● **Exercise prompt**: Only these lines of the data below are wanted: the one with "Target: salad greens", the one with "e.g. point(476, 338)", and any lines between them, each repeated exactly.

┌──

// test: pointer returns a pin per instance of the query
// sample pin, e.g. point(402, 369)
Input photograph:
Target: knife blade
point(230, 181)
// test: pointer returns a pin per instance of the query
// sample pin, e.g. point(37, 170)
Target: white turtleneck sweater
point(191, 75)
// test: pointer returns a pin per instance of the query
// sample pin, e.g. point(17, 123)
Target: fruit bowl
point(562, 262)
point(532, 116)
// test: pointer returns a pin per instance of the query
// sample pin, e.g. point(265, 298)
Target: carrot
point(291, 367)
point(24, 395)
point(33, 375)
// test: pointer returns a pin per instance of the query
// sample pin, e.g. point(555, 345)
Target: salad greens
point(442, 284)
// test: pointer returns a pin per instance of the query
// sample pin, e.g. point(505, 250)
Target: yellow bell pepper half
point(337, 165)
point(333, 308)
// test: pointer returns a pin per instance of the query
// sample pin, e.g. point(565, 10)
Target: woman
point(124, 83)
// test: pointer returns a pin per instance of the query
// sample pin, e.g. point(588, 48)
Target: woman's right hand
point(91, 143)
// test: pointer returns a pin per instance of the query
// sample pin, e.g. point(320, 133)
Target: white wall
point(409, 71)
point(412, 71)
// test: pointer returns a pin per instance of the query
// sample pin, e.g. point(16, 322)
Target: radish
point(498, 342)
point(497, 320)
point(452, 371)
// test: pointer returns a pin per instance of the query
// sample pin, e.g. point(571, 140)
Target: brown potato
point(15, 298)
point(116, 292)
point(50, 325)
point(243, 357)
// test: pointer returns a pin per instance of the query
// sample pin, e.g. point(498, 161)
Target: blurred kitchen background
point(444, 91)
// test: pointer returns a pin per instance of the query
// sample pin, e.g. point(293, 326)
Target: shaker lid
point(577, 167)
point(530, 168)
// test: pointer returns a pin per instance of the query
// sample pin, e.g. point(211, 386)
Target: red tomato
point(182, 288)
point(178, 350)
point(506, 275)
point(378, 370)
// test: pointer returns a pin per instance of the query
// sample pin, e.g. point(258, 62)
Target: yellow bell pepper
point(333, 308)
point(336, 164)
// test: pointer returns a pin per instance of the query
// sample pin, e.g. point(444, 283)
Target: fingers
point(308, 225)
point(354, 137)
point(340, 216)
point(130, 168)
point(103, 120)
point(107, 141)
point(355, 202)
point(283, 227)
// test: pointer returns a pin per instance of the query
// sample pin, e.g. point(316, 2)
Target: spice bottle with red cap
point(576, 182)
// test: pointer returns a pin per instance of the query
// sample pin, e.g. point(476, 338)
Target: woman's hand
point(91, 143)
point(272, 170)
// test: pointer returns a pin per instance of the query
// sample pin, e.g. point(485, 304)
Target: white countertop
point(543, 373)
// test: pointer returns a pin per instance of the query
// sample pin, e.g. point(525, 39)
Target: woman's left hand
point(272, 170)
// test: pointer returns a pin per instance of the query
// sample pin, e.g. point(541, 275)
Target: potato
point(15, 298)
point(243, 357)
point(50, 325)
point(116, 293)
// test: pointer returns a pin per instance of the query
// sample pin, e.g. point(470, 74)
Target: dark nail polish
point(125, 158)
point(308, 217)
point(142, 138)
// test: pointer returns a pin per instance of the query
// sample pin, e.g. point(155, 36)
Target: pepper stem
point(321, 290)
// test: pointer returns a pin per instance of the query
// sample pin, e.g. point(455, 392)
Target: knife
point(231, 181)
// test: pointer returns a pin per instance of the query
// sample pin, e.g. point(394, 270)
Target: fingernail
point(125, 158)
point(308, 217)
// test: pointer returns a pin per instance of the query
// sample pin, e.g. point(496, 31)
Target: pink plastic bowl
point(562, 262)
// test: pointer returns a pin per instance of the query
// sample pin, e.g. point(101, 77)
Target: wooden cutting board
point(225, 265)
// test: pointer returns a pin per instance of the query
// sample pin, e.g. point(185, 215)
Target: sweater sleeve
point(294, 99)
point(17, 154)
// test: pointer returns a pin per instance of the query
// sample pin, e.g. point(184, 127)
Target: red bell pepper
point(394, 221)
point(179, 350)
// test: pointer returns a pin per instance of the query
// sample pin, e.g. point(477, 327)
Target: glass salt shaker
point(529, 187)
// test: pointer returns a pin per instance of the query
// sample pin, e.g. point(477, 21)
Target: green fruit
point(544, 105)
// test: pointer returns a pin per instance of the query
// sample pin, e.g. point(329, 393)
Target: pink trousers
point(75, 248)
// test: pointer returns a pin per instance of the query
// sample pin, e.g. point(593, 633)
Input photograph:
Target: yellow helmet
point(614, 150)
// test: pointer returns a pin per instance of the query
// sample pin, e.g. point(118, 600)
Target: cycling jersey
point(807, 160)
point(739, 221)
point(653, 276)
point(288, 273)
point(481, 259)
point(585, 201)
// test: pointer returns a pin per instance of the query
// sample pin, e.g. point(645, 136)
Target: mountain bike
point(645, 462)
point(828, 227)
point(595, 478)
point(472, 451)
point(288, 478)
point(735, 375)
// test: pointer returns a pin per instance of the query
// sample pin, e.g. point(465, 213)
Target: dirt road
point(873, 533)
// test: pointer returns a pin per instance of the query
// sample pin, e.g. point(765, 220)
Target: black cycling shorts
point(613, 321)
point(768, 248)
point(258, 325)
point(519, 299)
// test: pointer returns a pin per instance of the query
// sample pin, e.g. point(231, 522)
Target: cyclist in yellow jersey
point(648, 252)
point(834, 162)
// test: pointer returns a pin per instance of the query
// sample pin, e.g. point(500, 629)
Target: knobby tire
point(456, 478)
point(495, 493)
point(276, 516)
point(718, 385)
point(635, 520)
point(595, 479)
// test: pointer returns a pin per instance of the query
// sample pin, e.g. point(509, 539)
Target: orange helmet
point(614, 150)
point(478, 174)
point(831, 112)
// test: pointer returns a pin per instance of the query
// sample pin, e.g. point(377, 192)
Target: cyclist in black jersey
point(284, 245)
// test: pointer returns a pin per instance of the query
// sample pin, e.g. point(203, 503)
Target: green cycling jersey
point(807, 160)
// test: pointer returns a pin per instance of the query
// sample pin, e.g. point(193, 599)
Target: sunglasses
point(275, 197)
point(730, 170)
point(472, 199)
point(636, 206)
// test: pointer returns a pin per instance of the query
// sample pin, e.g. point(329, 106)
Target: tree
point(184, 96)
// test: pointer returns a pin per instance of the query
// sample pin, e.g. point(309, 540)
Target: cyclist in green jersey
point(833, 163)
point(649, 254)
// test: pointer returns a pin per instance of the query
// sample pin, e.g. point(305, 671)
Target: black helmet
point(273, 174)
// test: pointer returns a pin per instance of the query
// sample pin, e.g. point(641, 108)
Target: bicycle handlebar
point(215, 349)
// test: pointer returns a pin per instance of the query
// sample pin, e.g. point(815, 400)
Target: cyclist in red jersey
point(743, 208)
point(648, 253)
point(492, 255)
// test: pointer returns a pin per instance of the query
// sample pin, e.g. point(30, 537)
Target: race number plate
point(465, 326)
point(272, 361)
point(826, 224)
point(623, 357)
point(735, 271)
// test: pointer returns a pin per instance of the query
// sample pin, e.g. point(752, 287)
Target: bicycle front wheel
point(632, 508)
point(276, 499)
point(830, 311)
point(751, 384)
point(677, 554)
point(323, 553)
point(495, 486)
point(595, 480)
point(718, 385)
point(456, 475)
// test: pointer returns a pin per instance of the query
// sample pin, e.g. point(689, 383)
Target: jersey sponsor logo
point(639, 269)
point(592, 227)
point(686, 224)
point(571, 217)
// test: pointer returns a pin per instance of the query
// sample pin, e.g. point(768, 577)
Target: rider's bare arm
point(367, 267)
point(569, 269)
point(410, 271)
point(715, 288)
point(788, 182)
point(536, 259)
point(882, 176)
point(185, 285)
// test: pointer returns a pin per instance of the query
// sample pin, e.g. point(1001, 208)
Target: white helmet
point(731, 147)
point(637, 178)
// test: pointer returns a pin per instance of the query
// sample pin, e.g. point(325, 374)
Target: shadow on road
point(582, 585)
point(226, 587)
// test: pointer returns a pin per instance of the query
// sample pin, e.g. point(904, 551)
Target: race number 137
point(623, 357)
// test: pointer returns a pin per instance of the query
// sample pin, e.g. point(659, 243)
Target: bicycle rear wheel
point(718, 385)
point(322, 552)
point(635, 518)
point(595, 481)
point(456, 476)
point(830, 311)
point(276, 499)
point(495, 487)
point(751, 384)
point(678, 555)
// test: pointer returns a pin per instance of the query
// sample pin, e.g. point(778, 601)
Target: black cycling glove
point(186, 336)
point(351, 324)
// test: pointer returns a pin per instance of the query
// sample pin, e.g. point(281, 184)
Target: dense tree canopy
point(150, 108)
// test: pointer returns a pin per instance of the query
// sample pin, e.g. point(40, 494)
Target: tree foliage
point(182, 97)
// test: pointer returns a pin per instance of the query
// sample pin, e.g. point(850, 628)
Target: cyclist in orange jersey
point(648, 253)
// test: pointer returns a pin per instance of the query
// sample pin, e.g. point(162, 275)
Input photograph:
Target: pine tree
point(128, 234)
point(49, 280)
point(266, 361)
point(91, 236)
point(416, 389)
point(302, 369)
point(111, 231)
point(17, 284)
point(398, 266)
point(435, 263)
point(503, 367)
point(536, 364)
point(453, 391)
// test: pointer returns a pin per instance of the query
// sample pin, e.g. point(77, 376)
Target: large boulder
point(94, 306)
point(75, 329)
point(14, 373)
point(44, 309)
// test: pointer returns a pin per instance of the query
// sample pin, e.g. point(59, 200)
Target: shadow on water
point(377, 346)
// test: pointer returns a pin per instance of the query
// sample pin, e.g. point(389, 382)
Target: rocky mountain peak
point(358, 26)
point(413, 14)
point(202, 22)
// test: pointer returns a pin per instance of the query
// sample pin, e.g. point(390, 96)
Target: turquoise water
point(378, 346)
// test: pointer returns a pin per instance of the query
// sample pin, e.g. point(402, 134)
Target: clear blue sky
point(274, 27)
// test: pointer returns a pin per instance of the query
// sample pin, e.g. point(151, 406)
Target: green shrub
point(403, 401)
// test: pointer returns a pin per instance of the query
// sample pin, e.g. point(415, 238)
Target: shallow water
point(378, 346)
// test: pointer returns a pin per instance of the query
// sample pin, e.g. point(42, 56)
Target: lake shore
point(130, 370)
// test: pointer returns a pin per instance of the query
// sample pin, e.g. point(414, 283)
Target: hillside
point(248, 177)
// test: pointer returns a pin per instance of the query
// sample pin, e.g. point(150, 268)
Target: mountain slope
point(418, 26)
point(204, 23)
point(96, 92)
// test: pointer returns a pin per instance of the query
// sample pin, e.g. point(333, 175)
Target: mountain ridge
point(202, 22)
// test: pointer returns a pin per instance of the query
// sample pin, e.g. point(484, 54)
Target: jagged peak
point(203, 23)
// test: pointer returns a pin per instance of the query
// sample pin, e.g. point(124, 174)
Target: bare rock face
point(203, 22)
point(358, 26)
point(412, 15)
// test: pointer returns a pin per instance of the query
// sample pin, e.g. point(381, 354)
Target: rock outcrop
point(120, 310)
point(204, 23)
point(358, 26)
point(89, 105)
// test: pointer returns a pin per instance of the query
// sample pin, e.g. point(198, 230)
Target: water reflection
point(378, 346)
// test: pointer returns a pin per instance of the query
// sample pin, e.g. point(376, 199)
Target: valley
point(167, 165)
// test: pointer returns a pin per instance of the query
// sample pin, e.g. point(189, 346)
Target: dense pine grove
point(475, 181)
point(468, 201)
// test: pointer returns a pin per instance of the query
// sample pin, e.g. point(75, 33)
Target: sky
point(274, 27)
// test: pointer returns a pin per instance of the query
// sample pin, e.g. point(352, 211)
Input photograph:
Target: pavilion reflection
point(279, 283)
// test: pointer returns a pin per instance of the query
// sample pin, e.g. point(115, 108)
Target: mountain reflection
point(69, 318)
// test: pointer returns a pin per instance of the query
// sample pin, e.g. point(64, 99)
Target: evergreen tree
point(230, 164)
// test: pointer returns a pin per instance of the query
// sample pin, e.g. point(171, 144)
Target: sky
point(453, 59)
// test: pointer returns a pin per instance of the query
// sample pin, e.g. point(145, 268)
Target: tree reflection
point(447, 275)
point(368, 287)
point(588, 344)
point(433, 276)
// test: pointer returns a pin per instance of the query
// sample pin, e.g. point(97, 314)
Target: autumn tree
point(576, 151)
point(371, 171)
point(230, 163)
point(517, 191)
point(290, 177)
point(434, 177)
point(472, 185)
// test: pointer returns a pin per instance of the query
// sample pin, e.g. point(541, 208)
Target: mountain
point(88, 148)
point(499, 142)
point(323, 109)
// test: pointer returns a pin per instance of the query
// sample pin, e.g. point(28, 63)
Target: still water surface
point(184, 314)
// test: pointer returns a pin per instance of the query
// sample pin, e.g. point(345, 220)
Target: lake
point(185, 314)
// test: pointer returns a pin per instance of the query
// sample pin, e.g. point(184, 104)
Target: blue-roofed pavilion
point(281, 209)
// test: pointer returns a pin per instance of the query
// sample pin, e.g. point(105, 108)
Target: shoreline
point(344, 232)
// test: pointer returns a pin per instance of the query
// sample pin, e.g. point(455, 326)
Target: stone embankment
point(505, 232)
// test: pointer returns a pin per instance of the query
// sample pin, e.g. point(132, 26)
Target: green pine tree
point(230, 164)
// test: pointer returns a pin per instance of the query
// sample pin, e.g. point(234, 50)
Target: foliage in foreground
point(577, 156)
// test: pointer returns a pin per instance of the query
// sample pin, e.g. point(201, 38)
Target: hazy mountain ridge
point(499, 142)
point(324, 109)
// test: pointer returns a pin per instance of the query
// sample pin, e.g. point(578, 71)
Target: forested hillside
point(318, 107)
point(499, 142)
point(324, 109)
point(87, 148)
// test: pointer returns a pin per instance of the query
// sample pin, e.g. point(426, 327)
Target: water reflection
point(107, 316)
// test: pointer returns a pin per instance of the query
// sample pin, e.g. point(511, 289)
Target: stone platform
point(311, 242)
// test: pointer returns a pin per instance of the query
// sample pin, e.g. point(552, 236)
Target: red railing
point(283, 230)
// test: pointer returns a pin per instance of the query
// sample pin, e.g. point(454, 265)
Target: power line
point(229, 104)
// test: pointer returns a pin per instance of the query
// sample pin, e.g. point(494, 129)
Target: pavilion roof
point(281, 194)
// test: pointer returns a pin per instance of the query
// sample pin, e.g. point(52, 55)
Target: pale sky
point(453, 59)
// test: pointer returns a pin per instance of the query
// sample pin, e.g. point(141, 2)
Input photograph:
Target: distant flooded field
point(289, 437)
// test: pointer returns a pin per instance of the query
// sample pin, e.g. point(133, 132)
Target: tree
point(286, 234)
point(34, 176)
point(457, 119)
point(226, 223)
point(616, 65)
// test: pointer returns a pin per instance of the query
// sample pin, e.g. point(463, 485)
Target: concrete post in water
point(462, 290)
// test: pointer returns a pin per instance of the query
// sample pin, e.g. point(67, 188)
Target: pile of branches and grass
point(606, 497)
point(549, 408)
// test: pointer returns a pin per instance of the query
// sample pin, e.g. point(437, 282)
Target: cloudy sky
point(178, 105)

└──

● **Problem solution**:
Target: salad greens
point(442, 284)
// test: pointer returns a pin per instance of the query
// sample pin, e.g. point(505, 250)
Target: yellow bell pepper half
point(337, 165)
point(333, 308)
// test: pointer returns a pin per instance of the query
// sample pin, e.g. point(565, 10)
Target: woman
point(124, 83)
// test: pointer returns a pin per instance of the query
// sample pin, e.g. point(588, 48)
Target: woman's right hand
point(91, 143)
// test: pointer returns a pin per instance of the query
// sample pin, e.g. point(320, 133)
Target: white wall
point(409, 71)
point(412, 71)
// test: pointer returns a pin per instance of the query
// sample pin, e.g. point(16, 322)
Target: radish
point(498, 342)
point(497, 320)
point(452, 371)
// test: pointer returns a pin per instance of the query
// sample pin, e.g. point(571, 140)
Target: brown potato
point(15, 298)
point(116, 292)
point(50, 325)
point(243, 357)
// test: pointer returns a pin per instance of the query
// sample pin, e.g. point(498, 161)
Target: blurred kitchen background
point(444, 91)
// test: pointer returns a pin per instance of the query
// sample pin, e.g. point(293, 326)
Target: shaker lid
point(577, 167)
point(530, 168)
// test: pointer returns a pin per instance of the query
// sample pin, e.g. point(211, 386)
Target: red tomato
point(182, 288)
point(178, 350)
point(506, 275)
point(378, 370)
// test: pointer returns a pin per instance of the query
// sample pin, e.g. point(258, 62)
Target: yellow bell pepper
point(333, 308)
point(336, 164)
// test: pointer returns a pin per instance of the query
// sample pin, e.g. point(444, 283)
Target: fingers
point(308, 225)
point(354, 137)
point(340, 216)
point(130, 168)
point(103, 120)
point(107, 141)
point(355, 202)
point(283, 227)
// test: pointer returns a pin per instance of the query
// sample pin, e.g. point(316, 2)
Target: spice bottle with red cap
point(576, 182)
// test: pointer returns a pin per instance of the query
// sample pin, e.g. point(476, 338)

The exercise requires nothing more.